The 2016–17 UEFA Youth League was the fourth season of the UEFA Youth League, a European youth club football competition organised by UEFA.

Chelsea were the title holders after winning the previous two editions. However, since the UEFA Youth League title holders were not given an automatic qualifying place, and both the Chelsea senior team failed to qualify for the 2016–17 UEFA Champions League and the Chelsea academy team failed to win the 2015–16 Professional U18 Development League 1, they did not qualify for this tournament to defend their title.

Red Bull Salzburg won their first title after defeating Benfica 2–1 in the final. This was the first occasion that the winner (or a finalist) had come through the Domestic Champions Path of the competition and as of 2022 the only season not to won by a side whom previously have won a European trophy.

Teams
A total of 64 teams from 40 of the 55 UEFA member associations entered the tournament, with Macedonia, Republic of Ireland and Montenegro entering for the first time. They were split into two sections:
The youth teams of the 32 clubs which qualified for the 2016–17 UEFA Champions League group stage entered the UEFA Champions League Path.
The youth domestic champions of the top 32 associations according to their 2015 UEFA country coefficients entered the Domestic Champions Path. Associations without a youth domestic champion as well as domestic champions already included in the UEFA Champions League path were replaced by the next association in the UEFA ranking.

Notes

Squads
Players had to be born on or after 1 January 1998, with a maximum of three players per team born between 1 January 1997 and 31 December 1997 are allowed.

Round and draw dates
The schedule of the competition is as follows (all draws are held at the UEFA headquarters in Nyon, Switzerland, unless stated otherwise).

Notes
For the UEFA Champions League Path group stage, in principle the teams play their matches on Tuesdays and Wednesdays, the same day as the corresponding senior teams in the UEFA Champions League; however, matches may also be played on other dates, including Mondays and Thursdays.

========================

◆ **Instruction A**:
Copy the UEFA Youth League article from "Chelsea were the" to "defend their title.".
◆ **Instruction B**:
Summarize the UEFA Youth League article in two sentences.
◆ **Instruction C**:
In the UEFA Youth League article, which three associations entered the tournament for the first time?
The listing that comes next has no connection to the UEFA Youth League article.

◆ **Information supplied**:
========================

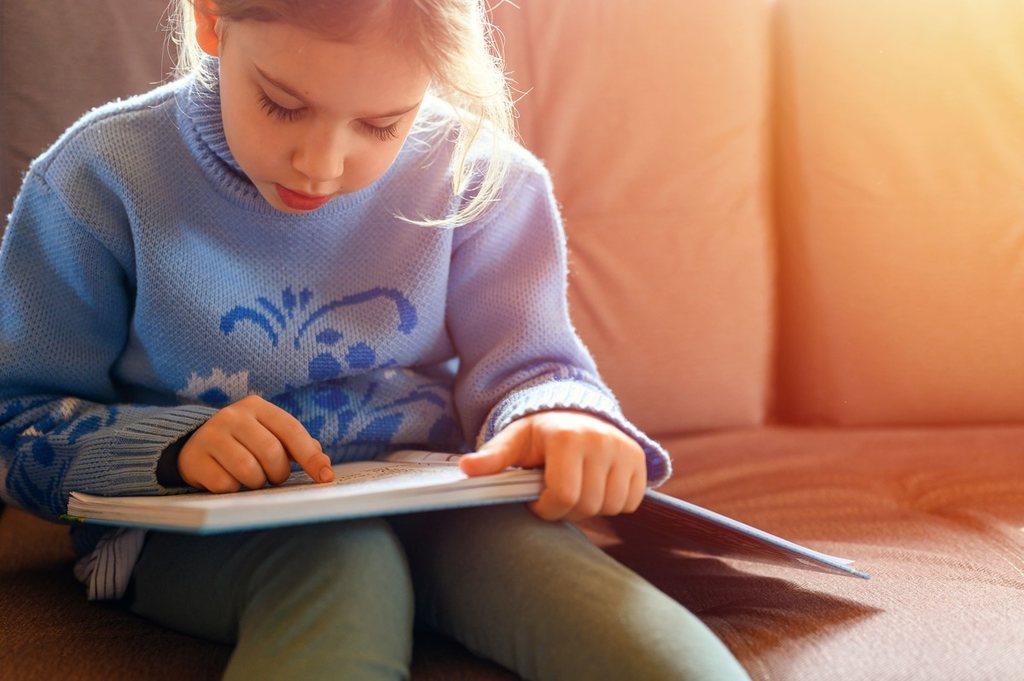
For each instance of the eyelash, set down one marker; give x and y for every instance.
(270, 108)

========================

◆ **Task output A**:
Chelsea were the title holders after winning the previous two editions. However, since the UEFA Youth League title holders were not given an automatic qualifying place, and both the Chelsea senior team failed to qualify for the 2016–17 UEFA Champions League and the Chelsea academy team failed to win the 2015–16 Professional U18 Development League 1, they did not qualify for this tournament to defend their title.

◆ **Task output B**:
The 2016–17 UEFA Youth League, the competition's fourth season, drew 64 teams from 40 UEFA member associations, divided into a UEFA Champions League Path and a Domestic Champions Path. Red Bull Salzburg won their first title by beating Benfica 2–1 in the final, while Chelsea, winners of the previous two editions, failed to qualify to defend their title.

◆ **Task output C**:
Macedonia, Republic of Ireland and Montenegro.